Written problem:
Please copy the data below word for word, leaving out the pictures.

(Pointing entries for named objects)
★ ★ ★ ★ ★ ★ ★

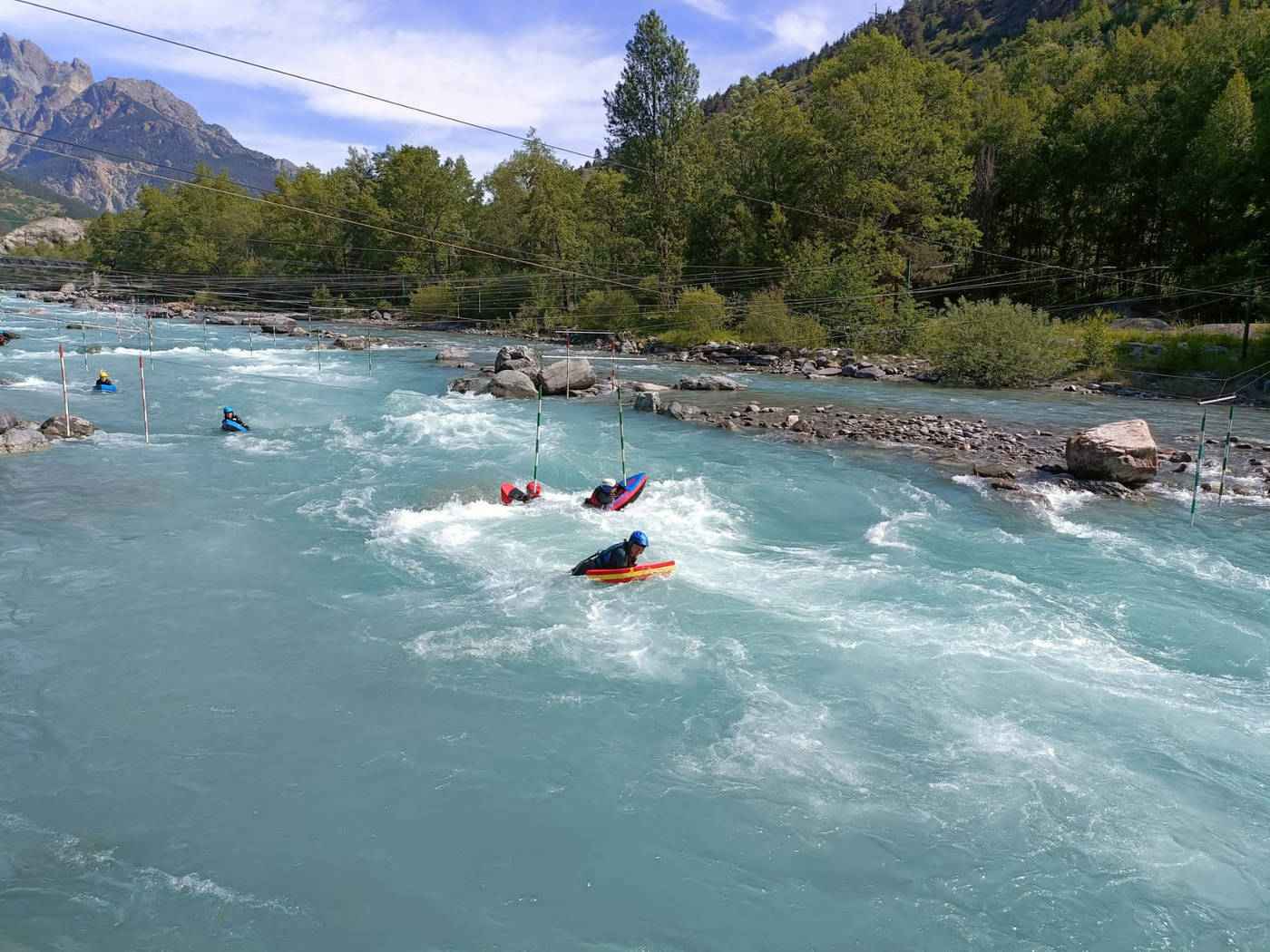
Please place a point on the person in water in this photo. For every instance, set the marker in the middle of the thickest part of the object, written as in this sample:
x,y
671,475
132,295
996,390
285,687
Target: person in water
x,y
603,494
234,418
624,555
532,491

★ ★ ★ ★ ★ ★ ★

Right answer:
Please place a point on the person in water in this photo. For every instance, set the marker in the middle of the thickest part of the object, written as in this sample:
x,y
671,475
132,295
996,390
285,687
Target: person in water
x,y
603,494
234,418
624,555
532,491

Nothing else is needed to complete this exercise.